**SOURCE TEXT**
↓
The Border Gateway Protocol (BGP), defined in RFC 1771, allows you to create loop free interdomain routing between autonomous systems. An autonomous system is a set of routers under a single technical administration. Routers in an AS can use multiple interior gateway protocols to exchange routing information inside the AS and an exterior gateway protocol to route packets outside the AS.

Index


How does BGP work

BGP uses TCP as its transport protocol (port 179). Two BGP speaking routers form a TCP connection between one another (peer routers) and exchange messages to open and confirm the connection parameters.

BGP routers will exchange network reachability information, this information is mainly an indication of the full paths (BGP AS numbers) that a route should take in order to reach the destination network. This information will help in constructing a graph of ASs that are loop free and where routing policies can be applied in order to enforce some restrictions on the routing behavior.

Index


What are peers (neighbors)

Any two routers that have formed a TCP connection in order to exchange BGP routing information are called peers, they are also called neighbors.

Index


Information exchange between peers

BGP peers will initially exchange their full BGP routing tables. From then on incremental updates are sent as the routing table changes. BGP keeps a version number of the BGP table and it should be the same for all of its BGP peers. The version number will change whenever BGP updates the table due to some routing information changes. Keepalive packets are sent to ensure that the connection is alive between the BGP peers and notification packets are sent in response to errors or special conditions.

Index


EBGP and IBGP

If an Autonomous System has multiple BGP speakers, it could be used as a transit service for other ASs. As you see below, AS200 is a transit autonomous system for AS100 and AS300.

It is necessary to ensure reachability for networks within an AS before sending the information to other external ASs. This is done by a combination of Internal BGP peering between routers inside an AS and by redistributing BGP information to Internal Gateway Protocols running in the AS.

As far as this paper is concerned, when BGP is running between routers belonging to two different ASs we will call it EBGP (Exterior BGP) and for BGP running between routers in the same AS we will call it IBGP (Interior BGP).

Index>


Enabling BGP routing

Here are the steps needed to enable and configure BGP.

Let us assume you want to have two routers RTA and RTB talk BGP. In the first example RTA and RTB are in different autonomous systems and in the second example both routers belong to the same AS.

We start by defining the router process and define the AS number that the routers belong to. The command used to enable BGP on a router is:

router bgp autonomous-system

RTA#
router bgp 100

RTB#
router bgp 200

The above statements indicates that RTA is running BGP and it belongs to AS100 and RTB is running BGP and it belongs to AS200 and so on.

The next step in the configuration process is to define BGP neighbors. The neighbor definition indicates which routers we are trying to talk with BGP.

The next section will introduce you to what is involved in forming a valid peer connection.

Index


BGP Neighbors/Peers

Two BGP routers become neighbors or peers once they establish a TCP connection between one another. The TCP connection is essential in order for the two peer routers to start exchanging routing updates.

Two BGP speaking routers trying to become neighbors will first bring up the TCP connection between one another and then send open messages in order to exchange values such as the AS number, the BGP version they are running (version 3 or 4), the BGP router ID and the keepalive hold time, etc. After these values are confirmed and accepted the neighbor connection will be established. Any state other than established is an indication that the two routers did not become neighbors and hence the BGP updates will not be exchanged.
↑
**DATA SUPPLIED**
↓
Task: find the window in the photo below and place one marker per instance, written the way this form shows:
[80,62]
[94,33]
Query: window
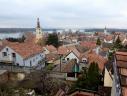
[4,54]
[6,49]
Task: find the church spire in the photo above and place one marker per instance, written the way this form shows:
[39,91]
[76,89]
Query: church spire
[38,23]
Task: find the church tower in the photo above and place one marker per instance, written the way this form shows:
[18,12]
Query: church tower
[39,33]
[105,31]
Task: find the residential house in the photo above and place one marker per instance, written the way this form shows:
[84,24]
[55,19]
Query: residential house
[22,54]
[49,49]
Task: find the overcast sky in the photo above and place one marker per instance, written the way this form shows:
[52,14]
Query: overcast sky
[64,13]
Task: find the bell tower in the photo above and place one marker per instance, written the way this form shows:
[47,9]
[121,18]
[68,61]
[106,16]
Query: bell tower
[105,30]
[39,33]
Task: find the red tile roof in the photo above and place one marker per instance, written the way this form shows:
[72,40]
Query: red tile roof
[62,50]
[108,37]
[25,49]
[93,57]
[88,44]
[51,48]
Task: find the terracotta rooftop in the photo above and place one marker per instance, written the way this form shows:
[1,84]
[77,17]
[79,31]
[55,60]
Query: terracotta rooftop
[121,58]
[25,49]
[108,37]
[51,48]
[62,50]
[88,44]
[69,66]
[93,57]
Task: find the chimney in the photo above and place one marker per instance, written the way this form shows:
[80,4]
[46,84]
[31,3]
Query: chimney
[1,43]
[97,49]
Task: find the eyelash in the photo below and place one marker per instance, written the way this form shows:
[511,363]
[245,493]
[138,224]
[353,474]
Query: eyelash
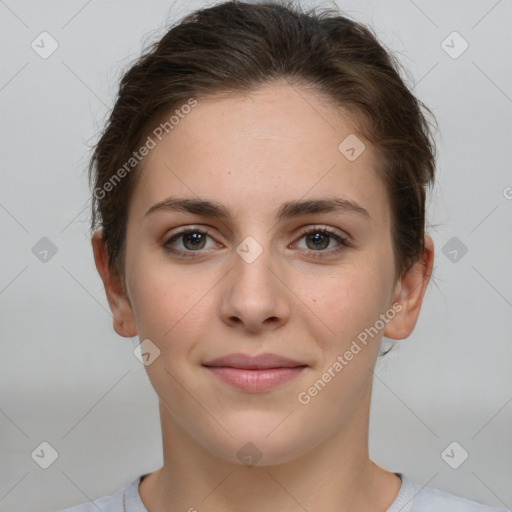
[344,242]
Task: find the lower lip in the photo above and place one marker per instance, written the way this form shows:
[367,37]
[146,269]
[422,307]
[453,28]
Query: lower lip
[255,381]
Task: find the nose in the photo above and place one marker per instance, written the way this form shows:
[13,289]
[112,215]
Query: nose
[255,296]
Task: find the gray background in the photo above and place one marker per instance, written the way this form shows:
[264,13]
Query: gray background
[68,379]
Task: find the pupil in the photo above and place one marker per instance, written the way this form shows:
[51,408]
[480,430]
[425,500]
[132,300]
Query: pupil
[196,239]
[317,237]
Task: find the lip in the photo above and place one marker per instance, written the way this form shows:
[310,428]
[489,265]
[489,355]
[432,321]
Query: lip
[259,362]
[255,374]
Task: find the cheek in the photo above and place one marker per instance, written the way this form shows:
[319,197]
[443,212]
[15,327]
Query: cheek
[168,305]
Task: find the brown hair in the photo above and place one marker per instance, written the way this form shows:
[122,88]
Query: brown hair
[236,47]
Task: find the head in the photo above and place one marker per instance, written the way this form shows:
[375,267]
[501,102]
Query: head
[254,115]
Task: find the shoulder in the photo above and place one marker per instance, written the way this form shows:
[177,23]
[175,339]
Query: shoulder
[416,498]
[125,499]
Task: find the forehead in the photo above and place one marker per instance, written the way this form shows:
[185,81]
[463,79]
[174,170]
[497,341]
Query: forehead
[255,151]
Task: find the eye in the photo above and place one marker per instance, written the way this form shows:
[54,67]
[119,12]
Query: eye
[192,239]
[319,237]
↑
**STATED EXERCISE 1**
Translate this sentence from the BGP text into Spanish: "An autonomous system is a set of routers under a single technical administration."
**STATED EXERCISE 2**
Answer these from the BGP text:
(a) Which RFC defines BGP?
(b) Which TCP port does BGP use?
(c) In the configuration example, which AS does RTB belong to?
The listing has nothing to do with the BGP text.

**EXPECTED ANSWER 1**
Un sistema autónomo es un conjunto de enrutadores bajo una única administración técnica.

**EXPECTED ANSWER 2**
(a) RFC 1771
(b) Port 179
(c) AS200